● Consegna 1
Rispondi in base al testo su don Milani:
(a) Quanti anni prima dell'articolo è morto don Milani?
(b) Con chi è andato a Barbiana chi scrive?
(c) Dove hanno lasciato una firma i visitatori?
● Consegna 2
Continua il testo sul ricordo di don Milani e della visita a Barbiana, a partire dall'ultima frase riportata.

═════ Testo da leggere

Don Milani, 40 anni sulla strada
«Le Barbiane dei nostri tempi sono ancora tante, in Africa o sulle spiagge dove le onde depongono i cadaveri dei clandestini»
di Luigi Ciotti (Avvenire, 13.06.2007)
Don Lorenzo Milani. Quando morì, quarant’anni fa, il Gruppo Abele cominciava appena a muovere i primi passi sulla strada, luogo di povertà, di bisogni, di linguaggi, di relazioni e domande in continua trasformazione che è stato elemento costitutivo della nostra identità e punto di riferimento del nostro lavoro. Ma è proprio su quella strada - misurandoci con l’incertezza e la complessità, educandoci a non selezionare i compagni di viaggio, nel dialogo e nella responsabilità reciproca - che abbiamo «incontrato» tante volte don Milani, toccati dal suo insegnamento, dalle sue sintuizioni, dalla viva eredità che ci ha lasciato. Ricordo un giorno, molti anni fa. Ero andato a Barbiana assieme a ragazzi del «Gruppo», alcuni dei quali segnati da dolorose e difficili storie di emarginazione. Percorremmo quella via in salita, lasciammo una firma sul quaderno del piccolo cimitero nascosto tra i boschi, ci sentimmo immersi nell’atmosfera di austerità e di essenzialità che avvolgeva quel luogo sperduto dell’Appennino.

══════════
═════ Dati forniti

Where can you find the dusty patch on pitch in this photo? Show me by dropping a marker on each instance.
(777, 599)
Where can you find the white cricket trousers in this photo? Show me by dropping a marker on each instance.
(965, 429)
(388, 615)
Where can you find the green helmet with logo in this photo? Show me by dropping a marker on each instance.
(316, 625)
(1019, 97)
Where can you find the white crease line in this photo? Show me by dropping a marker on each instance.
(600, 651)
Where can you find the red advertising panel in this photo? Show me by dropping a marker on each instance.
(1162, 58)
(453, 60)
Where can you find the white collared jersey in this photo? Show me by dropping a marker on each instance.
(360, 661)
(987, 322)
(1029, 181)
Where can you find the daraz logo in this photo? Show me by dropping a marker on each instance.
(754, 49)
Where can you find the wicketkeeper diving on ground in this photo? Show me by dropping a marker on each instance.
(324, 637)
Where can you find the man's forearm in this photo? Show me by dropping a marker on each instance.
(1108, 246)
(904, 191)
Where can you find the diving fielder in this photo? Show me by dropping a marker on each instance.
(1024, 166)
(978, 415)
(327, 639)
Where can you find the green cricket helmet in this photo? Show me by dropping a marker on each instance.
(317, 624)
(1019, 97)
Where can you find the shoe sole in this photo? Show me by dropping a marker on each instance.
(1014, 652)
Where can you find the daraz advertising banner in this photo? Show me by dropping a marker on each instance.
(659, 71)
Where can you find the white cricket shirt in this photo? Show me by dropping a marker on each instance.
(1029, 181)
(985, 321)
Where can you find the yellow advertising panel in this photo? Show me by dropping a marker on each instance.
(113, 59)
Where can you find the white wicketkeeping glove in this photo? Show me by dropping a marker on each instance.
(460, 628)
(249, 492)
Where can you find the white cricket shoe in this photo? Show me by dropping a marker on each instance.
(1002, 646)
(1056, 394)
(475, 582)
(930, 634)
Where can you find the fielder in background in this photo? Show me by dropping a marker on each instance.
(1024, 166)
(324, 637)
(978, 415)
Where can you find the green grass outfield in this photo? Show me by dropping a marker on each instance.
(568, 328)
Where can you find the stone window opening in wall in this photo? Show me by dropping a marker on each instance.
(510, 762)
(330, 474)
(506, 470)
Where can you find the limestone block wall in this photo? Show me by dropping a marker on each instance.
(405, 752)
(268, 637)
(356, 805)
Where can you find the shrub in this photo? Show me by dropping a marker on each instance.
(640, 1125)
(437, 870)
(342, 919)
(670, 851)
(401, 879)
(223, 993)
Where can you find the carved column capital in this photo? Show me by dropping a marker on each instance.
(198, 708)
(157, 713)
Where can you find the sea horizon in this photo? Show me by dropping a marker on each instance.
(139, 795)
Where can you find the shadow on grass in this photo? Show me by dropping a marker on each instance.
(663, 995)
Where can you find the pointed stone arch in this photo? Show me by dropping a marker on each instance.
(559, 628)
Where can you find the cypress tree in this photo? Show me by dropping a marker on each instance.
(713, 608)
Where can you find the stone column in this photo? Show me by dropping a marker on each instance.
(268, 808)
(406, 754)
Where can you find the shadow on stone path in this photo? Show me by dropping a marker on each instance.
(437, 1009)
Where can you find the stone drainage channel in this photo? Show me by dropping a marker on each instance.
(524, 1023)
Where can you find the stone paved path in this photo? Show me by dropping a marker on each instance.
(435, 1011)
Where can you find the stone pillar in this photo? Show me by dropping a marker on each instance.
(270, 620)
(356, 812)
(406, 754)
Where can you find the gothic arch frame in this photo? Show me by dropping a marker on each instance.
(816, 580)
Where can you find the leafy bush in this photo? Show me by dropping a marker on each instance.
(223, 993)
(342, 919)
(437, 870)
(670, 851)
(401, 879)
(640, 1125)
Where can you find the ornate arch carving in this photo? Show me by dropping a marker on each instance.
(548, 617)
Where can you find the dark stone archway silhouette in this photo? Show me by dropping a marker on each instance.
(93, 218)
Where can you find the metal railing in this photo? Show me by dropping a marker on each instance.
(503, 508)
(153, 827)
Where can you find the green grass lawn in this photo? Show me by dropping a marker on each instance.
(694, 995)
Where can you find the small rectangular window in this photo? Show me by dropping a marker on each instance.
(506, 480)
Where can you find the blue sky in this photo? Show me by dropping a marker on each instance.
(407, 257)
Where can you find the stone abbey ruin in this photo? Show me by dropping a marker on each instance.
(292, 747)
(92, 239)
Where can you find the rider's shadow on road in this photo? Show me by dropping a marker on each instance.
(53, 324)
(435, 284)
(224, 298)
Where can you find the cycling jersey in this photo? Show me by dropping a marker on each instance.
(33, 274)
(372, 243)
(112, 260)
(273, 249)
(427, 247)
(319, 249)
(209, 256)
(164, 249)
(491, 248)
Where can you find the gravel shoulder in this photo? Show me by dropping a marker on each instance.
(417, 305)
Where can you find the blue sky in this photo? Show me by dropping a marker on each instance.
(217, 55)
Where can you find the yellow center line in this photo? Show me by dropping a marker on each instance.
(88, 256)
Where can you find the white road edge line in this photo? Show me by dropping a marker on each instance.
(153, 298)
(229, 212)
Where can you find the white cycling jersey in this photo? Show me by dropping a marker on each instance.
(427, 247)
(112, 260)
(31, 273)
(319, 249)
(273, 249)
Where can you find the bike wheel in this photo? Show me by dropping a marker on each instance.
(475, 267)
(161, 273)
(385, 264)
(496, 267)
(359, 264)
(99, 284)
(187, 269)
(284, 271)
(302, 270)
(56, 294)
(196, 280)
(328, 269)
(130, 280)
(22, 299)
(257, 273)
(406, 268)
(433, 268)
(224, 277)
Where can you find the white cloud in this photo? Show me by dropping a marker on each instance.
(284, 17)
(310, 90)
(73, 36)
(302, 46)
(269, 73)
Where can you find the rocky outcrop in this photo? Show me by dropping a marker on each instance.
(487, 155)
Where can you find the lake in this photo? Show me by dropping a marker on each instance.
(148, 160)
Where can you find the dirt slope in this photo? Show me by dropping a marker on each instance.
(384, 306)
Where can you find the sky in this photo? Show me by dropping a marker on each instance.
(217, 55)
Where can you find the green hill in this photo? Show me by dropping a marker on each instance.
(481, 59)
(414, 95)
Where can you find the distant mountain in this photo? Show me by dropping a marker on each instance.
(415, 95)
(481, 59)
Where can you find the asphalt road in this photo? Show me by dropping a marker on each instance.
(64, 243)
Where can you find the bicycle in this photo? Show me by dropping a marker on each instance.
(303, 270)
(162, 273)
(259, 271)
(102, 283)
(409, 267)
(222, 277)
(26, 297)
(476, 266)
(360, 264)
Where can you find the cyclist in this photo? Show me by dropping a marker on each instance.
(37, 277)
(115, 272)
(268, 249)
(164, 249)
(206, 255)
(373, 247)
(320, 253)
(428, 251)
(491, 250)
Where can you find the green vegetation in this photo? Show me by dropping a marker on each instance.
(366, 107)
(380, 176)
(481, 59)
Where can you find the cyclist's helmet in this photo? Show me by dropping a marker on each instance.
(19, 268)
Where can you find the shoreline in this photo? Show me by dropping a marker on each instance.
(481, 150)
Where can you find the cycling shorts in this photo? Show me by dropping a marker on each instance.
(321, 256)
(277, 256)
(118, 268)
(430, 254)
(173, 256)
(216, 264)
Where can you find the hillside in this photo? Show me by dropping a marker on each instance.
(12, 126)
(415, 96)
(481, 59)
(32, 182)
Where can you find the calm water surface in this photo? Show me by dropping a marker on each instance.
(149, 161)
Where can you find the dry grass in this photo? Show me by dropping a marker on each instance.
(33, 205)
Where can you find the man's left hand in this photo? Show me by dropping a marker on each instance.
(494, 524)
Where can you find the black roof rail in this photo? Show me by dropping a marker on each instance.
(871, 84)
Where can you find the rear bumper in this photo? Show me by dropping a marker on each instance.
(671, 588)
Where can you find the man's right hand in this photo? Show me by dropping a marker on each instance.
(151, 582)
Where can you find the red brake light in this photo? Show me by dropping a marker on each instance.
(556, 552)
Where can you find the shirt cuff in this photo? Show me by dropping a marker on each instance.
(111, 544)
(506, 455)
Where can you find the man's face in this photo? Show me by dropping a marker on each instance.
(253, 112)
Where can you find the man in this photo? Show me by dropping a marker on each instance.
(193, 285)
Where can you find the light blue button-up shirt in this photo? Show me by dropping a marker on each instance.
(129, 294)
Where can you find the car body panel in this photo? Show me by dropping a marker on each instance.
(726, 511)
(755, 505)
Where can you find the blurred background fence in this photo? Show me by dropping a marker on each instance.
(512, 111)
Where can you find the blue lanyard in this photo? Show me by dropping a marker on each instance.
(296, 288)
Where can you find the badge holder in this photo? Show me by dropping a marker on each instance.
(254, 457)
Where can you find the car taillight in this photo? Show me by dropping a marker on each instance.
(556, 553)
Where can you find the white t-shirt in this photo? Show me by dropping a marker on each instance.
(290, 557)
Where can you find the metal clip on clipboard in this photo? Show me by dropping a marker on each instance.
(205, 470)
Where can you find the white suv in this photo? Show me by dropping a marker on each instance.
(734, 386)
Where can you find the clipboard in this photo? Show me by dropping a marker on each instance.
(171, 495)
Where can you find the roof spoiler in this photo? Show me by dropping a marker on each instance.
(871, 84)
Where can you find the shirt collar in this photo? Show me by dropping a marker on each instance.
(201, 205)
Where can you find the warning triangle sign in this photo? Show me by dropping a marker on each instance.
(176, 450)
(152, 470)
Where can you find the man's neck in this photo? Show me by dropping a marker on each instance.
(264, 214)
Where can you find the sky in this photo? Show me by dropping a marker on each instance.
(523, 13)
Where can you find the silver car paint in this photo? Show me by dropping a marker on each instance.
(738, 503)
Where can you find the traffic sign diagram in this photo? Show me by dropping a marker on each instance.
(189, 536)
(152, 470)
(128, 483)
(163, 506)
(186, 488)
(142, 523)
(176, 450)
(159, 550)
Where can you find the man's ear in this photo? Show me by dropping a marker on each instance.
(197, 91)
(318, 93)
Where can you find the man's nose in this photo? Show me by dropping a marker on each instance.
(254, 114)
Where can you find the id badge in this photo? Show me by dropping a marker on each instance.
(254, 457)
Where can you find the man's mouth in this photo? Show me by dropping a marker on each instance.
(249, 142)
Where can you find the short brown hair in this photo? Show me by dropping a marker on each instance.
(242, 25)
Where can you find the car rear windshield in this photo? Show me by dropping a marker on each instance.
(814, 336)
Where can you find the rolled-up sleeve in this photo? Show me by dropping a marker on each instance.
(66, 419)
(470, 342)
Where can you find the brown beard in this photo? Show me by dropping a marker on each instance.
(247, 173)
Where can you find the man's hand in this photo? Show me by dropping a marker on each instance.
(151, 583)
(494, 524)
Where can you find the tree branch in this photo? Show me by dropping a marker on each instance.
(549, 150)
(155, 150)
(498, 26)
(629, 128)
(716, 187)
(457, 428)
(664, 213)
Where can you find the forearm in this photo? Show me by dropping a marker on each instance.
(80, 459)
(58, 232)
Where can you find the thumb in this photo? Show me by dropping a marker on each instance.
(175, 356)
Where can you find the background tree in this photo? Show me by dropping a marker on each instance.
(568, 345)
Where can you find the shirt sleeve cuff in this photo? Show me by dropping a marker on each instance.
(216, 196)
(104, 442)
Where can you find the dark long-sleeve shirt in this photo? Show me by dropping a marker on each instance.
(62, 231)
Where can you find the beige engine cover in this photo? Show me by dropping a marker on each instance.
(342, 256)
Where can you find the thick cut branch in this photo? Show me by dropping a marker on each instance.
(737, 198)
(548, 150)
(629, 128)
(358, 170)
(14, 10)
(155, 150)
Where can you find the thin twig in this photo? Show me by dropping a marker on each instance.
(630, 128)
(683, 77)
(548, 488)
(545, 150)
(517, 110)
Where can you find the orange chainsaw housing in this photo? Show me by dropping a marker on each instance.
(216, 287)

══════════

● Risposta 1
(a) Quarant'anni prima.
(b) Con ragazzi del «Gruppo». Alcuni di loro erano segnati da dolorose e difficili storie di emarginazione.
(c) Sul quaderno del piccolo cimitero nascosto tra i boschi.

● Risposta 2
Di certi posti aspri e selvatici si usa dire che sono «abbandonati da Dio». L’emozione di quel giorno - un’emozione che si rinnovò anche nelle occasioni successive - mi fece capire che, proprio a Barbiana, Dio aveva trovato in don Milani un testimone straordinario, capace di saldare il Cielo e la Terra, il Vangelo e la giustizia sociale, l’essere cristiani e cittadini in questo mondo e per questo mondo. Se il Gruppo Abele ha scelto come punto di riferimento la strada - e proprio «Università della strada» avremmo chiamato, alla fine degli anni Settanta, la nostra attività di formazione del sociale - fu anche grazie al coraggioso slancio di don Milani e di quella Chiesa che non aveva mai avuto paura d’incontrare e mischiarsi all’umanità più oppressa e fragile, in doppia fedeltà a Dio e all’uomo che non è un dividersi ma un rafforzare l’Uno attraverso l’amore dell’altro.
Suona allora perfino ovvio, a 40 anni dalla morte, parlare di attualità di don Milani. La st rada che ci ha indicato è infatti ancora lunga da percorrere. Nel mondo l’ingiustizia e la povertà non sono certo diminuite, e la Barbiana degli anni Cinquanta si riflette nelle tante Barbiane del nostro tempo: quelle dell’Africa e dell’America Latina, quelle delle zone di guerra e di certe spiagge del Mediterraneo, dove a volte le onde depongono i corpi delle vittime della fame, della schiavitù e dell’ingiustizia globale: 1582 nel solo 2006. Ma anche le Barbiane di chi dall’altra parte è approdato, senza però trovare pace e dignità: quelle delle baraccopoli e dei quartieri ghetto, delle case sovraffollate e dei rifugi di fortuna, quelle di chi cade in mano alle mafie del caporalato e della prostituzione.
Attuale è don Milani anche per la radicalità, la passione, la coerenza con cui ha percorso il suo tratto di strada. Una coerenza e una radicalità che non smettono di provocarci, essere pungolo alle nostre coscienze, animate da una fede che, scrive giovanissimo in Esperienze pastorali, non è qualcosa da «infilare alla prima occasione nei discorsi», ma un «modo di vivere e di pensare».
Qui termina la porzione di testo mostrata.